* _TEXTAUSZUG_
****************
Jeder fünfte Schweizer wohnt in einem hochwassergefährdeten Gebiet. Auf der gleichen Fläche befinden sich Sachwerte in Höhe von etwa 840 Milliarden Franken, wie Zahlen des Bundesamtes für Umwelt (Bafu) zeigen. Damit ist Hochwasserschutz in der Schweiz ein nationales Projekt.
Nach dem Jahrhundert-Hochwasser von 2005, das sechs Todesopfer forderte und Sachschäden in Höhe von drei Milliarden Franken verursachte, wurden die Arbeiten nochmals intensiviert. Insgesamt wurden seitdem 4.5 Milliarden Franken in Hochwasserschutzprojekte investiert. In Zukunft sollen weiterhin jährlich 380 Millionen dafür ausgegeben werden. In der aktuellen Lage dürften die seit damals errichteten Schutzmassnahmen nun auf den Prüfstand gestellt werden.
Ein positives Beispiel hierfür ist das Projekt «Urner Talboden» in Uri. Dieses wurde 2016 abgeschlossen und kam gestern zum Einsatz. Die Urner Behörden sperren dafür die Autobahn A2 zwischen Flüelen und Amsteg. Dann werden die steigenden Wassermassen aus der Reuss auf die Autobahn umgelenkt. So konnten bereits im Oktober 2020 grössere Schäden wie 2005 verhindert werden.
****************
* _BEREITGESTELLTE ANGABEN_

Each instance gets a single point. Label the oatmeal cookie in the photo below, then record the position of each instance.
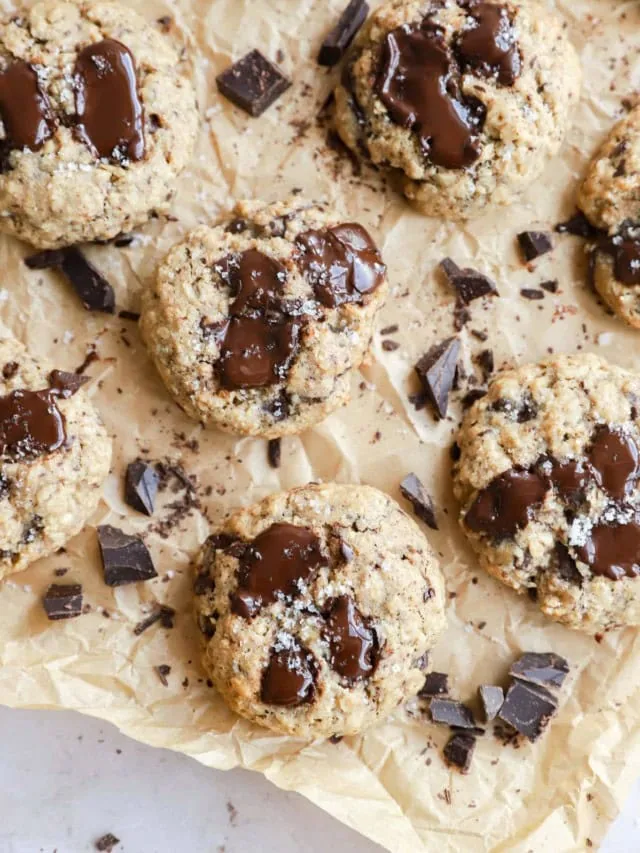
****************
* _AUFGABEN_
#1 Erläutern Sie in ein bis drei Sätzen, warum der Text über den Hochwasserschutz in der Schweiz diesen als nationales Projekt bezeichnet.
#2 Greifen Sie den Text über den Hochwasserschutz in der Schweiz auf und setzen Sie ihn nach seinem letzten Satz fort.

* _ANTWORTEN_
#1 Jeder fünfte Schweizer wohnt in einem hochwassergefährdeten Gebiet. Auf derselben Fläche befinden sich laut Bundesamt für Umwelt Sachwerte von etwa 840 Milliarden Franken. Deshalb gilt der Hochwasserschutz als nationales Projekt.

#2
In der Stadt Thun hingegen funktioniert der Entlastungsstollen für den Thunersee nur teilweise. Wegen technischen Problemen lässt sich der Stollen nicht ganz schliessen. Deshalb kann die Durchflussmenge nicht kurzfristig reduziert werden.
Die anhaltenden Niederschläge in den nächsten Tagen bereiten den Feuerwehren in der ganzen Schweiz also trotz der massiven Investitionen in den Hochwasserschutz Sorge. In Sarnen tritt die Aa über die Ufer, der Reussdamm steht unter enormen Belastungen und am Thunersee herrscht bereits offiziell Hochwasser.
Damit wird deutlich, dass die Schweiz weiterhin am Generationenprojekt Hochwasserschutz arbeiten muss. Mehrere Projekte wurden in den letzten Jahren verschleppt oder kamen ganz zum Stillstand. Diese dürften nun neuen Aufwind erhalten.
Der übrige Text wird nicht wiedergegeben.